Given text:
————————
2.1 General Concepts
In this subsection we will present some basic definitions and concepts for time series, some of which will be also used in later chapters.
2.1.1 What is a Time Series
A time series is a set of observations \(y_t\), collected at specific points in time and ordered by time. Here the index \(t\) indicates the time period that the value \(y_t\) was observed at. \(t\) can also be thought of as an index which is used to sort the data: \(y_1, y_2, ...\). Time series data can be observed at many frequencies. The most common are:
Name | Frequency (observations per year) |
---|---|
Annual | once a year |
Quarterly | 4 observations per year |
Monthly | 12 observations per year |
Weekly | usually a fixed number, e.g. 52 observations per year |
Daily | can be a fixed number, e.g. a commercial year is a 360-day year composed of 12 months of 30 days - 360 observations per year |
On the other hand, the observations \(\{..., y_0, y_1, y_2, ...\}\) are realizations of random variables \(\{..., Y_0, Y_1, Y_2, ...\}\) with joint distribution \(H(..., Y_0, Y_1, Y_2,...) = \mathbb{P}(..., Y_0 \leq y_0, Y_1 \leq y_1, Y_2 \leq y_2,...)\). To keep notation simple, we will use an upper-case notation for both random variables and the realizations. It will be clear from the context whether we are talking about random variables or their realizations.
We can write the time series compactly as a random variable sequence \(\{Y_t, t =0, \pm 1, \pm 2, ...\}\). We will usually re-index the time series to have non-negative indexes: \(Y_t = 0\), \(\forall t < 0\), so our random variable sequence is \(\{Y_t, t = 0, 1, 2, ...\}\). We will say that \(Y_0\) is a starting value of the time series, though we will usually set \(Y_0 = 0\).
- In cross-sectional data different observations were assumed to be uncorrelated;
- In time series we require that there be some dynamics, some persistence, some way in which the present is linked to the past and the future - to the present. Having historical data then would allow us to forecast the future.
Because of the time-persistence property of a time series, we need to define operators which would let us operate on an element of a time series to produce the previous element.
————————
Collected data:
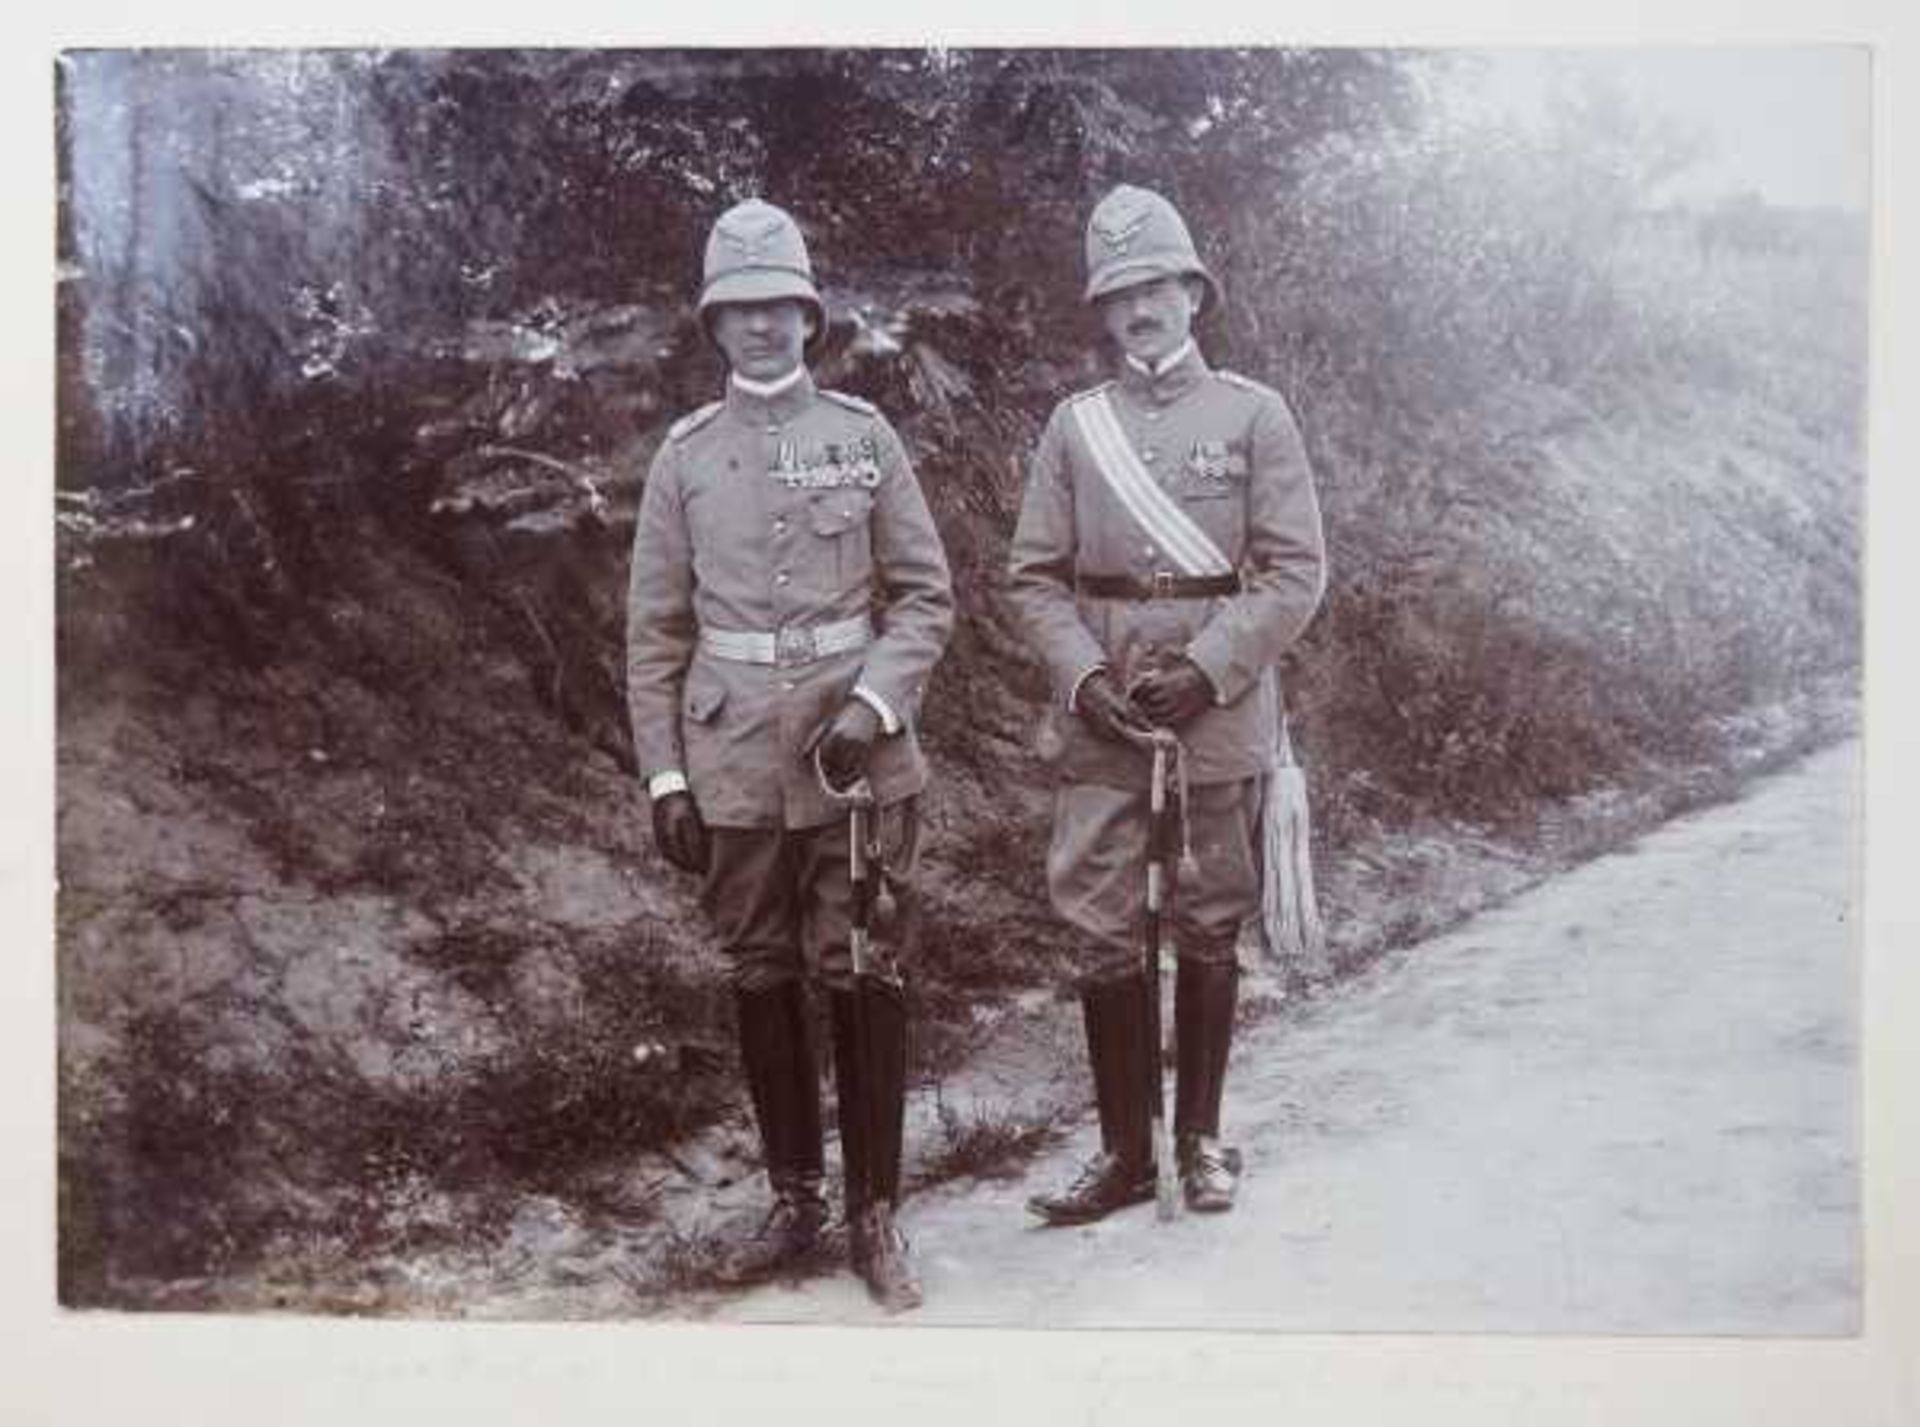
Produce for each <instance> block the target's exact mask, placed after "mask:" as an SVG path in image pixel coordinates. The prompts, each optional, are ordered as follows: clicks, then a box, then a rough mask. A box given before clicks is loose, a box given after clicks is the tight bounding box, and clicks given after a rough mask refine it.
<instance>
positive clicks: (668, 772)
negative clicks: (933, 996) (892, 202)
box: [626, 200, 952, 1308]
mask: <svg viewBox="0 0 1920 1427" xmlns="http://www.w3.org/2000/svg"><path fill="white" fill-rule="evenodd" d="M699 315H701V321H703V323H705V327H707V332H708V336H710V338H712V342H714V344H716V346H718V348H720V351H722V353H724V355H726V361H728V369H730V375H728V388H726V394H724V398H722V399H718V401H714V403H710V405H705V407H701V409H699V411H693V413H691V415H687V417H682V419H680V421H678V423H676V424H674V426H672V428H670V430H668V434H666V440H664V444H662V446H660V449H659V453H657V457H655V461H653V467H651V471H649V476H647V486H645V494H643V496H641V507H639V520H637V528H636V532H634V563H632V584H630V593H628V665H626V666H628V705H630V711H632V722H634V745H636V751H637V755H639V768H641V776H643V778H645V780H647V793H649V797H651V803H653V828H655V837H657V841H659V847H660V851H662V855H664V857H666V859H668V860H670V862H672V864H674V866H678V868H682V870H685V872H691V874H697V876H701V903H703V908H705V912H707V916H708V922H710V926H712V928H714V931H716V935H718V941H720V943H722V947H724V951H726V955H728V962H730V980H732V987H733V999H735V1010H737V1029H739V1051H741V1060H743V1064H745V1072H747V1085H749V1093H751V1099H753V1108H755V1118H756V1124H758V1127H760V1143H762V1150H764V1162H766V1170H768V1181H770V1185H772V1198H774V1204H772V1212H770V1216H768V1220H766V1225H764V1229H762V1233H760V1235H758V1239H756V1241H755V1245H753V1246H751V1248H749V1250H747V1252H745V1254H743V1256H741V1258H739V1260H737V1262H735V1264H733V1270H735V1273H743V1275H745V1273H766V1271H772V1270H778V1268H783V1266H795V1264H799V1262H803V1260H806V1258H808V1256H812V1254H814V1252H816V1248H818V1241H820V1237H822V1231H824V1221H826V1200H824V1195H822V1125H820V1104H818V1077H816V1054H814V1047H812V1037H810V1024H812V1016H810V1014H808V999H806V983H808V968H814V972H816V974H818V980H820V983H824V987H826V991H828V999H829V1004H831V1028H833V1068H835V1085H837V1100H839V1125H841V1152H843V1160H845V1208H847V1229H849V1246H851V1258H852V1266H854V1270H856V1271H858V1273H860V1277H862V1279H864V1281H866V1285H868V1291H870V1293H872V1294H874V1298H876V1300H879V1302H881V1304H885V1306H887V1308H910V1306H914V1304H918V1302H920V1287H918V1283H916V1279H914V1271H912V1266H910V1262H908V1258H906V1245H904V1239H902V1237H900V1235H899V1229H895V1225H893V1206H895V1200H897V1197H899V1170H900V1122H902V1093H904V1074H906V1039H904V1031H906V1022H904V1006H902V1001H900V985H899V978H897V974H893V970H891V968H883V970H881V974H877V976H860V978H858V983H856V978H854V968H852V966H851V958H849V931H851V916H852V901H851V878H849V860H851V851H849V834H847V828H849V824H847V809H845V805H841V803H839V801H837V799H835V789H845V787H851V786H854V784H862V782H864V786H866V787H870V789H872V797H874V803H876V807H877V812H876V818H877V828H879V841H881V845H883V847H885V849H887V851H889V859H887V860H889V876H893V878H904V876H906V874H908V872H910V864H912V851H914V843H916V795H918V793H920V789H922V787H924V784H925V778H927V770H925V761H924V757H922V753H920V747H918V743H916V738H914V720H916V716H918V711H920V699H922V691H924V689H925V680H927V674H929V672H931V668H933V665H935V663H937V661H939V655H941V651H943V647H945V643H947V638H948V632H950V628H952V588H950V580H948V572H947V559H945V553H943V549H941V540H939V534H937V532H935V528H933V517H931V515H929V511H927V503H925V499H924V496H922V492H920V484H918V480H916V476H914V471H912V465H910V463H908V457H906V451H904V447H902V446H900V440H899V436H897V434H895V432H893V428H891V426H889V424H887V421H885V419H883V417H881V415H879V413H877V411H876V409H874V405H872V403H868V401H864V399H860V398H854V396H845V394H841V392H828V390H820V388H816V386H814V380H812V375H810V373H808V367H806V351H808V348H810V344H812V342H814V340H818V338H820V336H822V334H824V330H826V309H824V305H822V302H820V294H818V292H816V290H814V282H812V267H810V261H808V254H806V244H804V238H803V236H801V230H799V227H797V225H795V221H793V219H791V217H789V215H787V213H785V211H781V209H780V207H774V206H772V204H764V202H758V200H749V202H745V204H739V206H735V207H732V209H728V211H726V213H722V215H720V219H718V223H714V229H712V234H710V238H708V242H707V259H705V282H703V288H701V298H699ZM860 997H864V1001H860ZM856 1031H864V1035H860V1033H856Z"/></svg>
————————
The task: Continue the section on time series from its final sentence. The records have no connection to the section on time series.

Exercise answer:
Unless stated otherwise, we will restrict ourselves to the discrete-time setting, i.e. for \(t \in \mathbb{Z}\).
2.1.2 The Lag Operator
The lag operator \(L\) is used to lag a time series: \(LY_t = Y_{t-1}\). Similarly: \(L^2 Y_t = L(LY_t) = Y_{t-2}\), etc. In general, we can write: \[L^p Y_t = Y_{t-p}\] Typically, we operate on a time series with a polynomial in the lag operator. A lag operator polynomial of degree \(m\) is: \[B(L) = \beta_0 + \beta_1 L + \beta_2 L^2 + ... + \beta_m L^m\]
Example 2.1 If \(B(L) = 1 + 0.9L -0.6 L^2\), then:
\[B(L)Y_t = Y_t + 0.9 Y_{t-1} -0.6 Y_{t-2}\]We can also write an infinite-order lag operator polynomial as: \[B(L) = \beta0 + \beta_1 L + \beta_2 L^2 + ... = \sum_{j = 0}^\infty \beta_j L^j, \quad L^0 = 1\]
2.1.3 Difference Operator
The first-difference operator \(\Delta\) is a first-order polynomial in the lag operator: \[\Delta Y_t = Y_t - Y_{t-1} = (1-L)Y_t\] In other words, we have defined the first difference operator as the lag polynomial function with \(\beta_1 = -1\), so that \(B(L) = 1 - L =: \Delta\).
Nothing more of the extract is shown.